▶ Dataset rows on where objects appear
-------------------------

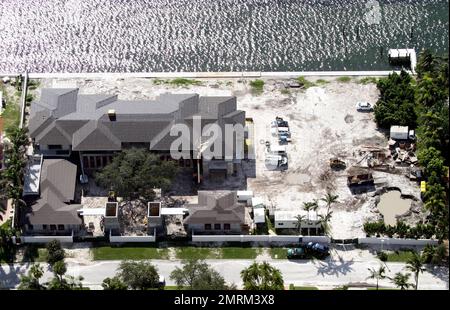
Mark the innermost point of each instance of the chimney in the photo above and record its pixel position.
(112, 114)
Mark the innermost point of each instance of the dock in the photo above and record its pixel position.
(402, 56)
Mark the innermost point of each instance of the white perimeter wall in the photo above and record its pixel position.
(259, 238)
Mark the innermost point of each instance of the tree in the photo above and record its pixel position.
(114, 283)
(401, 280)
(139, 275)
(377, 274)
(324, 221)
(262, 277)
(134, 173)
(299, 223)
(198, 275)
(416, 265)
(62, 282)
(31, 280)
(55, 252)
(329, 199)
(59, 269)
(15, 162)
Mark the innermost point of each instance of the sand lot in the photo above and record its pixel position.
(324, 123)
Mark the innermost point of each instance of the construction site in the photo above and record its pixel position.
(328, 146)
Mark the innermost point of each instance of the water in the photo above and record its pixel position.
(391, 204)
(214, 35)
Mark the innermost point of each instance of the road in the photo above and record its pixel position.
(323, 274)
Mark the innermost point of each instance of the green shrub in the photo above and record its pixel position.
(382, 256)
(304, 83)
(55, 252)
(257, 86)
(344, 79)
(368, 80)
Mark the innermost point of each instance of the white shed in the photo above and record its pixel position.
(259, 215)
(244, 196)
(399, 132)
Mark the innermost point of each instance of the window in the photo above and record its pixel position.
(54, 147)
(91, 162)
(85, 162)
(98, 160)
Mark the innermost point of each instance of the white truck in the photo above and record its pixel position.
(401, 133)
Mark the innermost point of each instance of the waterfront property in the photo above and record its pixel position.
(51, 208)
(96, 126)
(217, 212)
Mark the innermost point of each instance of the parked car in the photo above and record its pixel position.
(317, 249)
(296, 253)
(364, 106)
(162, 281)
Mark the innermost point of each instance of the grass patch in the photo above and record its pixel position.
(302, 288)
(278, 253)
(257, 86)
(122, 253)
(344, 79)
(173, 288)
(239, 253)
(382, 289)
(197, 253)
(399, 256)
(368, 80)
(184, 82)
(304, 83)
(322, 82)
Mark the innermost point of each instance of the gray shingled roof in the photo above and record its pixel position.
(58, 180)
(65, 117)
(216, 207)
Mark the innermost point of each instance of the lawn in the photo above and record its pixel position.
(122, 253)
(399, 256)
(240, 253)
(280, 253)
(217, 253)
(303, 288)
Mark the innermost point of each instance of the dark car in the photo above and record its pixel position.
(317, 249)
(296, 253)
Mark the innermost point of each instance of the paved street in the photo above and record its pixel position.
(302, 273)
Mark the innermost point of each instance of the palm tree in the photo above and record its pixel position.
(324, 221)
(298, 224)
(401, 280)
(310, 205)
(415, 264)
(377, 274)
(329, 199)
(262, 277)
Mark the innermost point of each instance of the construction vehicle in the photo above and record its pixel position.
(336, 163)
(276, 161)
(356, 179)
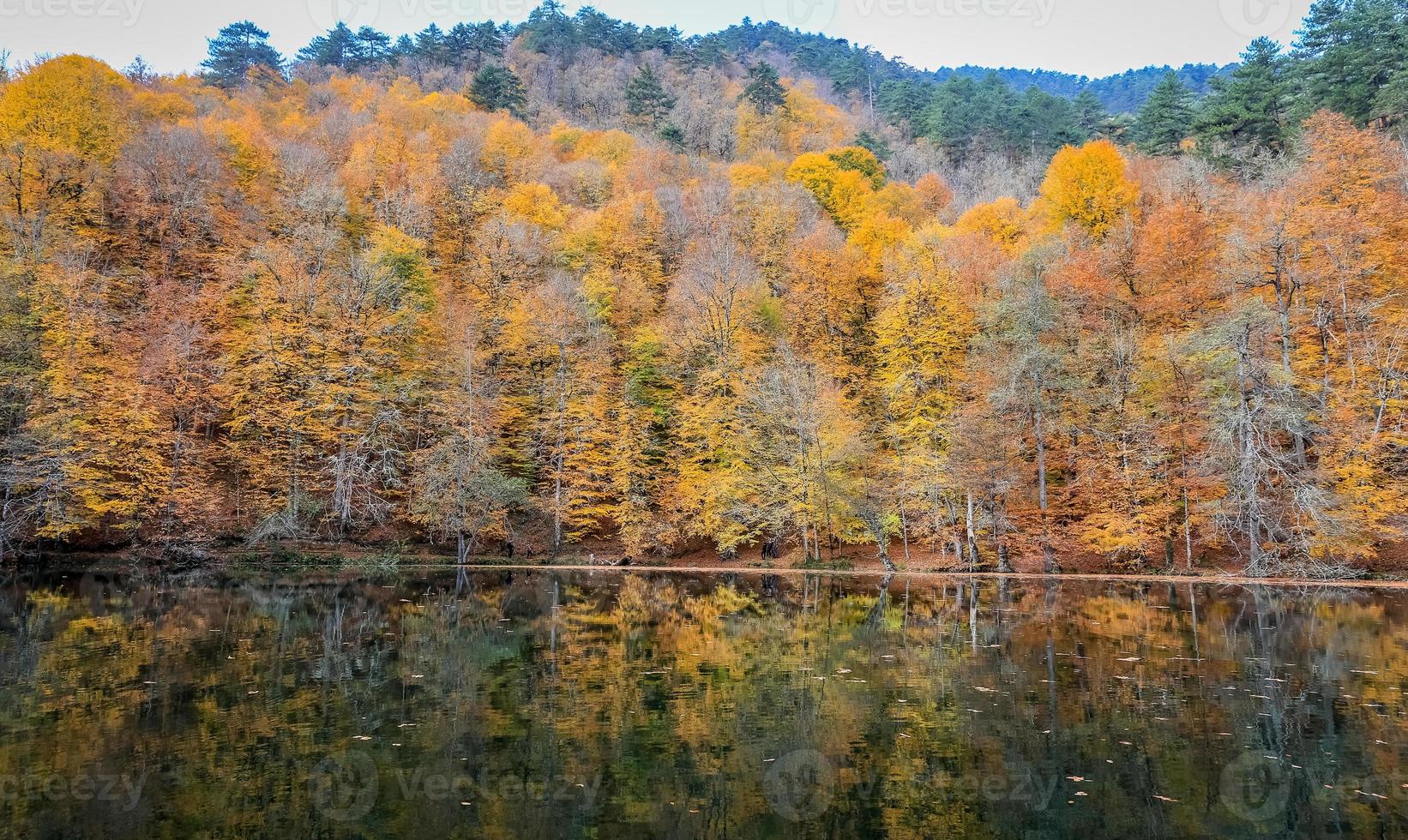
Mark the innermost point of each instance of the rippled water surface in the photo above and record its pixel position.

-------------------------

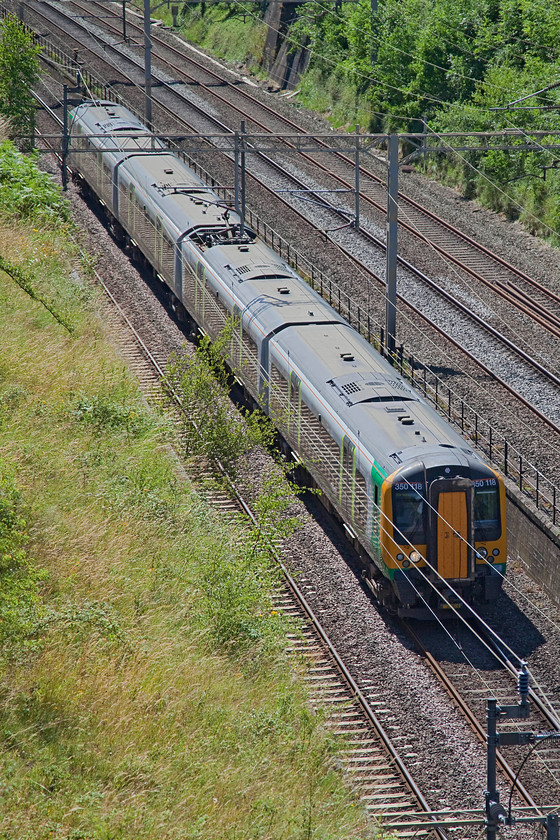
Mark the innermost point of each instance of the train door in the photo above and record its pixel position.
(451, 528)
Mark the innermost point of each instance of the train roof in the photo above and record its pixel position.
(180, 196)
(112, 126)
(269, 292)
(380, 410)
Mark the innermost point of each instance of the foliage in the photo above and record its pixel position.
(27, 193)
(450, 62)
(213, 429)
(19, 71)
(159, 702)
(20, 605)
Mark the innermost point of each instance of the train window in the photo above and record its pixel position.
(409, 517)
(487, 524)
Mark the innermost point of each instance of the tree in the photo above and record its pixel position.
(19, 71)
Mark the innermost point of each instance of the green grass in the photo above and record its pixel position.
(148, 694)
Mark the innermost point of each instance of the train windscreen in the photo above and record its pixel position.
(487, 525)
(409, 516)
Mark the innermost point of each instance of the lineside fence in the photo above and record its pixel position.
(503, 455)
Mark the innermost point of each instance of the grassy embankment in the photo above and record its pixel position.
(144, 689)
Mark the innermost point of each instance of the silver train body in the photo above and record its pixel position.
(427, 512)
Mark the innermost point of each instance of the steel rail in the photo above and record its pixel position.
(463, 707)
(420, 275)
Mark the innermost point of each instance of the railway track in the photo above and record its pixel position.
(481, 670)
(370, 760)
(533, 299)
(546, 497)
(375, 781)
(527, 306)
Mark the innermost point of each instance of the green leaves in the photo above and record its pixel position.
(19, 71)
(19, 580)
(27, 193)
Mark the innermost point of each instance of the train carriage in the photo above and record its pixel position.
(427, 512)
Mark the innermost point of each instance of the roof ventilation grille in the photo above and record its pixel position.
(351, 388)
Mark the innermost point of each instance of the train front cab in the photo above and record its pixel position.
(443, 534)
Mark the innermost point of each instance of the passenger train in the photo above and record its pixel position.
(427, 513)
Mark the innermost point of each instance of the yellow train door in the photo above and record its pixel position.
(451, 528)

-------------------------

▶ Problem requirements
Reproduce each line of the records above that contains the string "green", treating uppercase and lowercase letters as distinct.

▶ Solution
Mark the innermost point of each instance of the green shrub in the photo above and record its pixel position.
Mark the innermost point of each instance of the green grass in the photo above and record its pixel position.
Mark the innermost point of each instance of the green leaves in the photo above and record its pixel position.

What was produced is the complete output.